Needles sits in the Colorado River valley across from the Fort Mohave Indian Reservation. The Indian reservation occupies a flat valley of sold-off subdivisions interspersed with agricultural land on the Arizona side. The Indians have sold off their waterfront, which has subsequently been developed with expensive resort homes. On the California side, the town center is located about half a mile from the riverfront. The riverfront itself is mostly developed south of the crossing, with RV parks, boat ramps, and waterfront cabins. North of the crossing, the bank is undeveloped. The BNSF railroad bisects the town, with an Indian village sandwiched between the interstate and the river to the north. To the south, between the railroad and the interstate, is the downtown section, with a rather sleepy Broadway Street running along the Route 66 alignment. The municipal buildings and another residential square is located across the interstate from downtown.

The bottom of the two-lane Route 66 bridge over the Colorado is covered in graffiti on the California side. There is a trash-filled campfire ring in the dirt at the top of the bank, and trash everywhere. A short distance down the river, on a road that dead-ends at the riverbank, a man sets up a tent for the night, in plain view of the crossing. I drive into a local park adjacent to the tracks. Locals have created a new shortcut through the scrub lot behind the park, circumventing two sets of barriers placed to force traffic onto the much longer official entrance.  A very low and narrow railroad tunnel connects the two sections of town, and a steady line of cars take turns passing through. A sign says the underpass is painted by the incoming senior class of the high school. Downtown, it is still well above 90 degrees at 8 pm, the concrete radiating the day's heat. Everyone is doing a whole lot of nothing, sitting on porches or walking aimlessly around. Many homes have their doors open, and the sounds of domestic life fill the streets. Many homes, though, are boarded up and abandoned. On a hill beside Broadway Street, a long concrete staircase leads up to an empty slab. Two garages built into the embankment at the bottom have their tin roofs smashed in by rubble dropped from above by local mischief makers.

**Set task**
In the passage about Needles, who paints the underpass, according to the sign? Please answer in a few words.

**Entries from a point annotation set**
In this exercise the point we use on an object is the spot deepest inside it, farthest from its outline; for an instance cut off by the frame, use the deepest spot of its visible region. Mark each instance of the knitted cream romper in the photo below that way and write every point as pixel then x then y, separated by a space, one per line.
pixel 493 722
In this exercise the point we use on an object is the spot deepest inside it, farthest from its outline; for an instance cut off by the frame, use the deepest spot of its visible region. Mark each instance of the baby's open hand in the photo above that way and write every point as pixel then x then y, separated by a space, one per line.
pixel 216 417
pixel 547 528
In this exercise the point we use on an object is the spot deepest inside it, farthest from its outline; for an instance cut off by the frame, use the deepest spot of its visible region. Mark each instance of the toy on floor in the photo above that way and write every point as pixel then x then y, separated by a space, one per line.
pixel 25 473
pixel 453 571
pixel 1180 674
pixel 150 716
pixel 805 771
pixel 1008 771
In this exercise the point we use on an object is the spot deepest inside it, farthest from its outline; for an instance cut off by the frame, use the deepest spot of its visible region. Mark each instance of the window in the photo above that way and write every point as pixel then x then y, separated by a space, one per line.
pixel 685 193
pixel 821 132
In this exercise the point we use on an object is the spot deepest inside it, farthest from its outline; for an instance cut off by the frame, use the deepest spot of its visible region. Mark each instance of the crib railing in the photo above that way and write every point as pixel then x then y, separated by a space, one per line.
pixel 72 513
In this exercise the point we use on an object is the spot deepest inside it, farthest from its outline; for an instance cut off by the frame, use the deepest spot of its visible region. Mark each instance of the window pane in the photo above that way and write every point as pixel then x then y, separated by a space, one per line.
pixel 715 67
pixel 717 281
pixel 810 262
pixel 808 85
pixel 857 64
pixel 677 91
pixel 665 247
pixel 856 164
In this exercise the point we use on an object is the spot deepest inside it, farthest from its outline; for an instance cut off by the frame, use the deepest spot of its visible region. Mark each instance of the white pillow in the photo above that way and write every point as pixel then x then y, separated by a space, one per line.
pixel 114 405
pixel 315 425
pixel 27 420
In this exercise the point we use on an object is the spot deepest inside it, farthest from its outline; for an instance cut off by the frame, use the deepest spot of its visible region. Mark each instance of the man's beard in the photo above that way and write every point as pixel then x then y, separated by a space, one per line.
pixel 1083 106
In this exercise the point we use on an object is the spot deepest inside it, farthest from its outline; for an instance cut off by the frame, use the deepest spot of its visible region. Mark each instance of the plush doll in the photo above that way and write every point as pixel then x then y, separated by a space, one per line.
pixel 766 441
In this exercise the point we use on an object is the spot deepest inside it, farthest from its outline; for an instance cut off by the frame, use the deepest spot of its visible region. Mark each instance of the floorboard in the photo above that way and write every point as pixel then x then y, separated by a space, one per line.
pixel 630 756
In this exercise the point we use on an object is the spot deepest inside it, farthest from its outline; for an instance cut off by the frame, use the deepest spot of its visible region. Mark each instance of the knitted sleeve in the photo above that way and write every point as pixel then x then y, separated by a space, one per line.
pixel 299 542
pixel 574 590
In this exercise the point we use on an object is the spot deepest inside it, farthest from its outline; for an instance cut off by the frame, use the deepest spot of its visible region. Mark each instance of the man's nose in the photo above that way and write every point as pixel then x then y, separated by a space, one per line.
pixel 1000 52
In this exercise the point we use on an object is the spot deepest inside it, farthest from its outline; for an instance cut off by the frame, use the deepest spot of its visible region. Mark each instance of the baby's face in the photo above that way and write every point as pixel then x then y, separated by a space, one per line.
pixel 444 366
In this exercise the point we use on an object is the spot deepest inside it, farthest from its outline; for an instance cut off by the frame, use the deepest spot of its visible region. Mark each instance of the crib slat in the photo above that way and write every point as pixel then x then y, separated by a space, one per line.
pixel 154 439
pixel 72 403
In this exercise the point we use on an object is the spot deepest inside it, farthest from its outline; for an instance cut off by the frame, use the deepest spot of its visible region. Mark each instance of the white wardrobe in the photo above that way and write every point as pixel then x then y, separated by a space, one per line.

**Reply**
The incoming senior class of the high school.